Java indexing example:

int cp;
for (int i = 0; i < myString.length(); i += Character.charCount(cp)) {
 cp = myString.codePointAt(i);
 doSomethingWith(cp);
}



Some of this can be mitigated with semantic sugar. For example, a Java-like language could add a facility for iteration, and could add a datatype for codepoints, thus giving:



for (codepoint cp : myString) {
 doSomethingWith(cp);
}



It quickly turns back to ugly code, though, if the index is needed inside the loop. Iteration through sequences of bytes representing other encoding forms can be done with a fancy iterator.

UTF-8

The string class is indexed by code unit, and is UTF-8.
Used by: Gnome, Linux programs in general, Go, Google C++ generally, protobuf, …



Byte values C0-C1, F5-FF are illegal. Typically the string is formally a “Unicode 8-bit String” in memory, that is, it may contain ill-formed sequences.  See Validation.

Advantages

  1. Matches the encoding used by most web pages, XML documents.
  2. Random access by code unit is fast, constant time
  3. Interfacing with most software libraries can avoid conversions in and out
  4. “Close to the metal” (for text in UTF-8)

==================================================

• What you will do: Please restate the stretch of the text on string encodings from "Used by: Gnome, Linux" through "pages, XML documents.", substituting "HTML files" for "web pages". The material that comes next has no connection to the text on string encodings.

• Supplied information:
==================================================

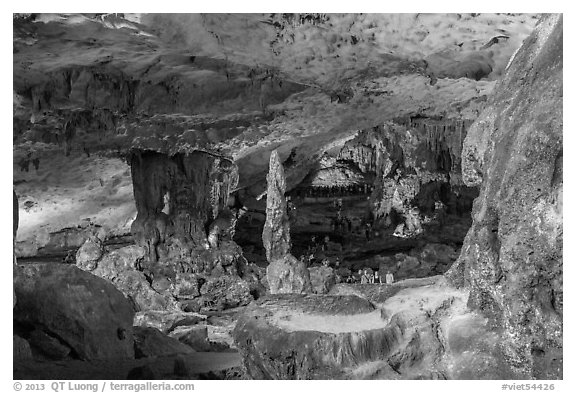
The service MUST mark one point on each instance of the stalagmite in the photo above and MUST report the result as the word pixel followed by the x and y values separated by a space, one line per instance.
pixel 285 273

==================================================

• Output for this task:
Used by: Gnome, Linux programs in general, Go, Google C++ generally, protobuf, …



Byte values C0-C1, F5-FF are illegal. Typically the string is formally a “Unicode 8-bit String” in memory, that is, it may contain ill-formed sequences.  See Validation.

Advantages

  1. Matches the encoding used by most HTML files, XML documents.